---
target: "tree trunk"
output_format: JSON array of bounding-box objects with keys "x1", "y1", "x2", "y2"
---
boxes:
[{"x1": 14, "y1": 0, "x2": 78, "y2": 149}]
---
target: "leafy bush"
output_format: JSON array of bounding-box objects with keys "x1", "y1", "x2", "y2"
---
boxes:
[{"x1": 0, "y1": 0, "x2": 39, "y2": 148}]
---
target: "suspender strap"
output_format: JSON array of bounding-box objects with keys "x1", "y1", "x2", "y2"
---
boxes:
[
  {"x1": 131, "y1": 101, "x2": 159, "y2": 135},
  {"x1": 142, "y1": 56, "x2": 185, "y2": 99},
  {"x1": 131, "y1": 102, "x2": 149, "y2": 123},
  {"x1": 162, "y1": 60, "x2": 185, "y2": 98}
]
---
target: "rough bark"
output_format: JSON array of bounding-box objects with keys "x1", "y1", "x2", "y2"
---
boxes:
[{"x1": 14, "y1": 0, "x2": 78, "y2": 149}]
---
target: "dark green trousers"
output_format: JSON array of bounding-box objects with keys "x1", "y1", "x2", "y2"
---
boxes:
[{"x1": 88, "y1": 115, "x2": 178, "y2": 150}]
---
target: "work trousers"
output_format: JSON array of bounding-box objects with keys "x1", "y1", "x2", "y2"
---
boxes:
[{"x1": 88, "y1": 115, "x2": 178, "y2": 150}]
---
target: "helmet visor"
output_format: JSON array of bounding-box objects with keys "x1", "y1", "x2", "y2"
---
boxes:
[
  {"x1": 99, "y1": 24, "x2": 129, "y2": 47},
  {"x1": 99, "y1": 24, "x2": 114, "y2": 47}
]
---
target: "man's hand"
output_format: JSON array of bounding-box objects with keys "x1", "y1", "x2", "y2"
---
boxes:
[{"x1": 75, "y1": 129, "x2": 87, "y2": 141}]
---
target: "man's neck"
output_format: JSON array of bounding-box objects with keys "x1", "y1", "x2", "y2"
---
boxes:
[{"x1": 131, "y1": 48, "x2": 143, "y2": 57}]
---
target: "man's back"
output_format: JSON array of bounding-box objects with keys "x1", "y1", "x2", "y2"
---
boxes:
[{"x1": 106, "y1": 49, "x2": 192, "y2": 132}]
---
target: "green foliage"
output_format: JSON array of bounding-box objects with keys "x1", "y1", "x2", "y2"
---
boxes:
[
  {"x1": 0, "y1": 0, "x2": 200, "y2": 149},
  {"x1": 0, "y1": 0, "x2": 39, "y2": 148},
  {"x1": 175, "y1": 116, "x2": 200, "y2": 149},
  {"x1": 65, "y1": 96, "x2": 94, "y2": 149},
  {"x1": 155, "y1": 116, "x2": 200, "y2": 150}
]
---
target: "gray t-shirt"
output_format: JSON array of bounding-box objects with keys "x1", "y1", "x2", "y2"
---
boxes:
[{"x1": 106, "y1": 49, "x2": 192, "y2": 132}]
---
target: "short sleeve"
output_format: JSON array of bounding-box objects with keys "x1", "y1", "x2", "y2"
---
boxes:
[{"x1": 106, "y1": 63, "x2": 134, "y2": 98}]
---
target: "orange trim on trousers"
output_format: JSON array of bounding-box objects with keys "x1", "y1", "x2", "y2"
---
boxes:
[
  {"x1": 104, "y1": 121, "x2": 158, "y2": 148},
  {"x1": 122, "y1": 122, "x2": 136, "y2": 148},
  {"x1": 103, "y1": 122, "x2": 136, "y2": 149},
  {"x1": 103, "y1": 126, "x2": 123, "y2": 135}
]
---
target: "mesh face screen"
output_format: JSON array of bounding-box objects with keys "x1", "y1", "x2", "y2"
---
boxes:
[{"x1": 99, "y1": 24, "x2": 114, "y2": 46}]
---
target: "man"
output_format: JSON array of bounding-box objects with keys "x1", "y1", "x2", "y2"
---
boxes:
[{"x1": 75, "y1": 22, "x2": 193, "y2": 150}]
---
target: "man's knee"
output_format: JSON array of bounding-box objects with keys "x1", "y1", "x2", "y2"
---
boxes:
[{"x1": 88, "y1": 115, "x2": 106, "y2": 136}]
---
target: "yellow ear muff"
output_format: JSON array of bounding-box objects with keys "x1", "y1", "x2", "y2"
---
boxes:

━━━━━━━━━━━━━━━━

• Task goal: Write out all the entries once more, exactly.

• Task response:
---
target: "tree trunk"
output_format: JSON array of bounding-box objects with keys "x1", "y1", "x2", "y2"
---
boxes:
[{"x1": 14, "y1": 0, "x2": 78, "y2": 149}]
---
target: "leafy bush"
output_format: JSON array of bounding-box objects with keys "x1", "y1", "x2", "y2"
---
boxes:
[{"x1": 0, "y1": 0, "x2": 39, "y2": 148}]
---
target: "suspender strap"
output_format: JSON array of bounding-box objects with keys "x1", "y1", "x2", "y2"
---
boxes:
[
  {"x1": 131, "y1": 101, "x2": 159, "y2": 135},
  {"x1": 142, "y1": 56, "x2": 185, "y2": 99},
  {"x1": 131, "y1": 102, "x2": 149, "y2": 123},
  {"x1": 162, "y1": 60, "x2": 185, "y2": 98}
]
---
target: "rough bark"
output_format: JSON array of bounding-box objects with keys "x1", "y1", "x2", "y2"
---
boxes:
[{"x1": 14, "y1": 0, "x2": 78, "y2": 149}]
---
target: "dark green trousers"
output_format: JSON array of bounding-box objects with keys "x1", "y1", "x2", "y2"
---
boxes:
[{"x1": 88, "y1": 115, "x2": 178, "y2": 150}]
---
target: "work trousers"
output_format: JSON array of bounding-box objects with keys "x1", "y1", "x2", "y2"
---
boxes:
[{"x1": 88, "y1": 115, "x2": 178, "y2": 150}]
---
target: "helmet visor"
output_format: JSON array of bounding-box objects with keys "x1", "y1", "x2", "y2"
---
boxes:
[
  {"x1": 99, "y1": 24, "x2": 129, "y2": 47},
  {"x1": 99, "y1": 24, "x2": 114, "y2": 47}
]
---
target: "man's hand"
output_format: JSON array of bounding-box objects with keys "x1", "y1", "x2", "y2"
---
boxes:
[{"x1": 75, "y1": 129, "x2": 87, "y2": 141}]
---
target: "man's neck"
output_format: JSON array of bounding-box objects with keys "x1", "y1", "x2", "y2"
---
boxes:
[{"x1": 131, "y1": 48, "x2": 143, "y2": 57}]
---
target: "man's back"
output_format: JSON array of bounding-box objects with keys "x1", "y1", "x2", "y2"
---
boxes:
[{"x1": 106, "y1": 49, "x2": 192, "y2": 132}]
---
target: "green foliage"
output_format: JSON array of bounding-box objects with keys "x1", "y1", "x2", "y2"
---
boxes:
[
  {"x1": 0, "y1": 0, "x2": 200, "y2": 149},
  {"x1": 0, "y1": 0, "x2": 39, "y2": 148},
  {"x1": 175, "y1": 116, "x2": 200, "y2": 149},
  {"x1": 65, "y1": 96, "x2": 94, "y2": 149},
  {"x1": 155, "y1": 116, "x2": 200, "y2": 150}
]
---
target: "gray t-shirt"
output_format: JSON array of bounding-box objects with keys "x1", "y1", "x2", "y2"
---
boxes:
[{"x1": 106, "y1": 49, "x2": 192, "y2": 132}]
---
target: "short sleeve"
output_format: JSON array of bounding-box objects with keys "x1", "y1", "x2", "y2"
---
boxes:
[{"x1": 106, "y1": 63, "x2": 134, "y2": 98}]
---
target: "orange trim on trousers"
output_format: JSON array of bounding-box objects with keys "x1", "y1", "x2", "y2"
---
boxes:
[
  {"x1": 104, "y1": 121, "x2": 158, "y2": 148},
  {"x1": 122, "y1": 122, "x2": 136, "y2": 148},
  {"x1": 103, "y1": 122, "x2": 136, "y2": 149},
  {"x1": 103, "y1": 126, "x2": 123, "y2": 135}
]
---
target: "mesh face screen"
output_format: JSON array of bounding-box objects with keys "x1", "y1", "x2", "y2"
---
boxes:
[{"x1": 99, "y1": 24, "x2": 114, "y2": 46}]
---
target: "man"
output_format: JSON array of bounding-box objects with keys "x1", "y1", "x2", "y2"
---
boxes:
[{"x1": 75, "y1": 22, "x2": 193, "y2": 150}]
---
target: "man's knee"
output_format: JSON array of bounding-box objects with keys "x1", "y1", "x2", "y2"
---
boxes:
[{"x1": 88, "y1": 115, "x2": 106, "y2": 136}]
---
target: "yellow ear muff"
output_format: JSON array of bounding-box objects with keys "x1", "y1", "x2", "y2"
---
boxes:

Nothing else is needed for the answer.